• The exercise: Substitute "dark" for "black" wherever it appears in the records below, and reproduce the records otherwise unchanged, leaving out the pictures.

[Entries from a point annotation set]
---+---

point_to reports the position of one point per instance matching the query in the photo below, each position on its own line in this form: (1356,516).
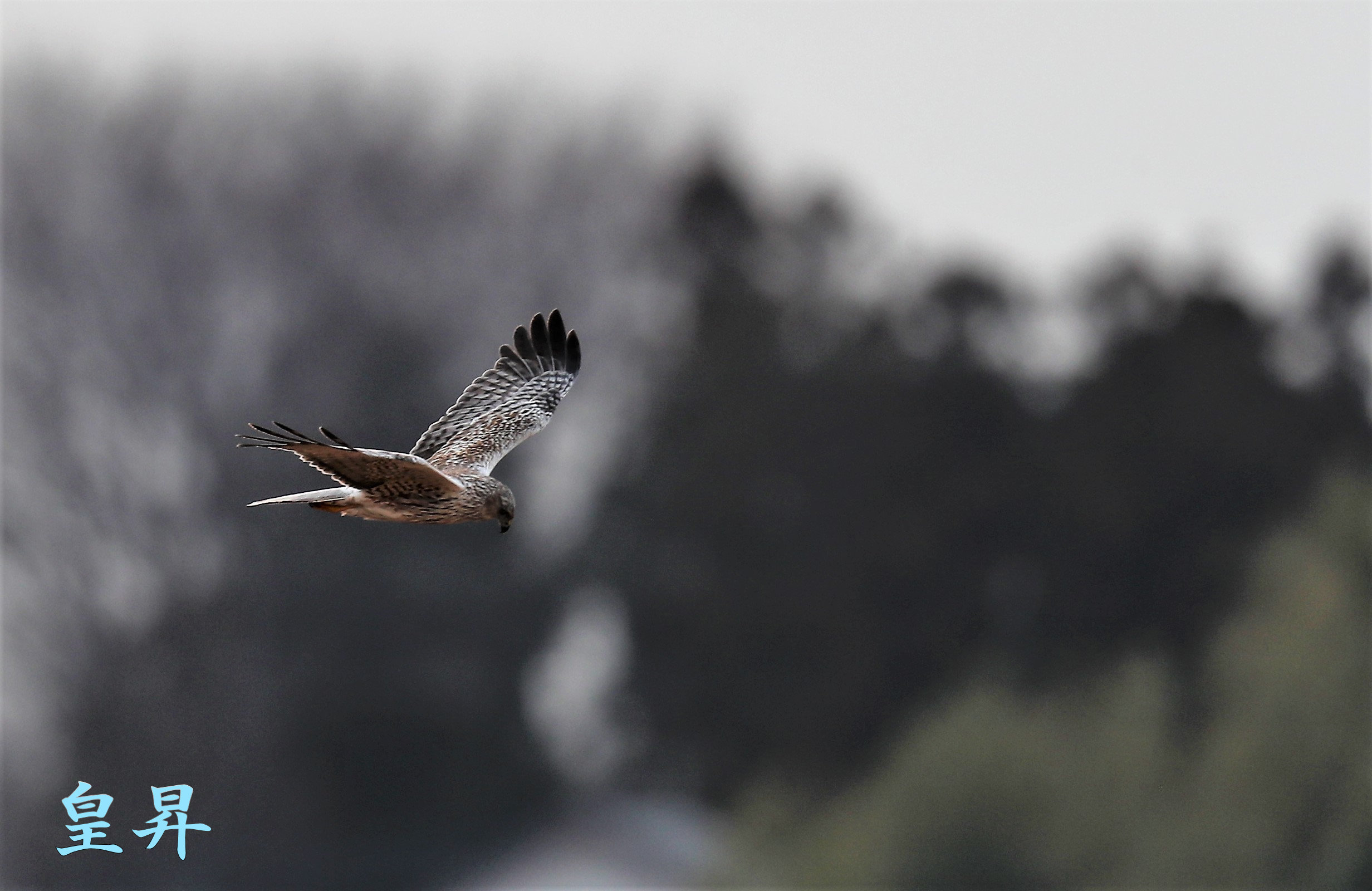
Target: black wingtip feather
(557,334)
(574,353)
(525,346)
(335,440)
(294,433)
(538,329)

---+---

• Response:
point_to reports the position of one point per instance matching the query in the photo below, each position on its own line in this form: (1356,516).
Target: dark wingtip feather
(557,334)
(574,353)
(525,346)
(335,440)
(294,433)
(538,329)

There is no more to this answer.